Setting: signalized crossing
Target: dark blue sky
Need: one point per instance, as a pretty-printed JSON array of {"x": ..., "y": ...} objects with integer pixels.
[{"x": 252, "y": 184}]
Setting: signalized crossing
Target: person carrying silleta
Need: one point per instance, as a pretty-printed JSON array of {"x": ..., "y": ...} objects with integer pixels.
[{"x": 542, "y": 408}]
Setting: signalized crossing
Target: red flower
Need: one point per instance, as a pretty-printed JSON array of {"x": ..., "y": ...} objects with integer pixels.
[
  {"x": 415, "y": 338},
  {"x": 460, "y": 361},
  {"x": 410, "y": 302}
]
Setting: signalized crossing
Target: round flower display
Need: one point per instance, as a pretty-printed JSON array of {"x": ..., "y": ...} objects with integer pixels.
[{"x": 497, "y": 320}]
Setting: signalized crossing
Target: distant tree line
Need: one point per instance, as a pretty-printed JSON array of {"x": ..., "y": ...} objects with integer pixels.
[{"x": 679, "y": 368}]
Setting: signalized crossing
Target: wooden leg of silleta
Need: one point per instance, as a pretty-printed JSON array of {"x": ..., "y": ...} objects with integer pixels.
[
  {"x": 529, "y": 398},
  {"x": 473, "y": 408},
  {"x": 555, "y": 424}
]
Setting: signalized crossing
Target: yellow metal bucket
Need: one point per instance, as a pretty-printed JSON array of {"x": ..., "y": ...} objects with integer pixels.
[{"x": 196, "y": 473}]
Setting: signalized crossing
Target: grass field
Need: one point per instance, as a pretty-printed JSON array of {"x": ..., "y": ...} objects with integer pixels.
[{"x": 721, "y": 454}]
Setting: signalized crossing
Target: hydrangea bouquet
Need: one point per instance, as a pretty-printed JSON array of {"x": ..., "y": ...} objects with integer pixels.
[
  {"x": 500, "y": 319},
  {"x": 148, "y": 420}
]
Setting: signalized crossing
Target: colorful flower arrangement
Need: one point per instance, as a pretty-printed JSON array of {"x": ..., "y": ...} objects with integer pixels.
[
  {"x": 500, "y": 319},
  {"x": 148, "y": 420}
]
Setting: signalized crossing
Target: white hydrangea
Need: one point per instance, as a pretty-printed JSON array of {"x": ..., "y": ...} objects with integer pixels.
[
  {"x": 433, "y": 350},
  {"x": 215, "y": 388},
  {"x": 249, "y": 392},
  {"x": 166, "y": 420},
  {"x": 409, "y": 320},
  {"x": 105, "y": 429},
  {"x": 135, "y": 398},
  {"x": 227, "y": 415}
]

▶ _Prompt_
The full set of records above is to be printed again verbatim.

▶ _The completed task_
Setting: signalized crossing
Target: dark blue sky
Need: one point per instance, as a pretty-printed JSON array of {"x": ..., "y": ...} objects with integer pixels.
[{"x": 252, "y": 184}]
Setting: signalized crossing
Target: person carrying silleta
Need: one point per instance, as a pretty-printed JSON array of {"x": ..., "y": ...} objects with integer pixels.
[{"x": 542, "y": 408}]
Setting: signalized crossing
Target: red flower
Need: one point per instance, as a pretty-printed JSON array of {"x": ..., "y": ...} objects with integer pixels.
[
  {"x": 415, "y": 338},
  {"x": 460, "y": 361},
  {"x": 410, "y": 302}
]
Setting: signalized crossing
Target: round flower display
Need: one point per instance, as a pretty-printed JSON array of {"x": ..., "y": ...} objects with integer pixels.
[{"x": 497, "y": 320}]
Setting: signalized crossing
Target: distant tree line
Need: one point per instance, as a pretty-printed JSON array of {"x": ..., "y": ...} objects with integer pixels.
[{"x": 679, "y": 368}]
Setting: signalized crossing
Target: wooden leg of silleta
Need: one point per instance, as a pretty-printed JSON array of {"x": ..., "y": ...} objects with integer pixels.
[
  {"x": 529, "y": 398},
  {"x": 473, "y": 408},
  {"x": 555, "y": 424}
]
Setting: signalized crossing
Target: yellow metal bucket
Need: one point per instance, as a pretty-printed JSON array of {"x": ..., "y": ...} objects with integer pixels.
[{"x": 196, "y": 473}]
Setting: signalized crossing
Target: grass field
Need: one point per instance, as a pretty-printed JSON array of {"x": ..., "y": ...} objects with integer pixels.
[{"x": 721, "y": 454}]
Setting: signalized crossing
Target: hydrangea bouquet
Need: one point per instance, as a pretty-printed JSON array of {"x": ..., "y": ...} objects with integer pixels.
[
  {"x": 500, "y": 319},
  {"x": 148, "y": 420}
]
Setting: signalized crossing
Target: colorful flower arrangement
Need: one point per instance, as a pretty-printed JSON array of {"x": ..., "y": ...} objects with integer pixels.
[
  {"x": 500, "y": 319},
  {"x": 148, "y": 420}
]
Setting: signalized crossing
Target: white hydrangea
Need: one point per instance, as a pretty-printed JSON array of {"x": ..., "y": ...} objects with integer pixels.
[
  {"x": 433, "y": 350},
  {"x": 215, "y": 388},
  {"x": 249, "y": 392},
  {"x": 166, "y": 420},
  {"x": 409, "y": 320},
  {"x": 105, "y": 429},
  {"x": 135, "y": 398},
  {"x": 227, "y": 415}
]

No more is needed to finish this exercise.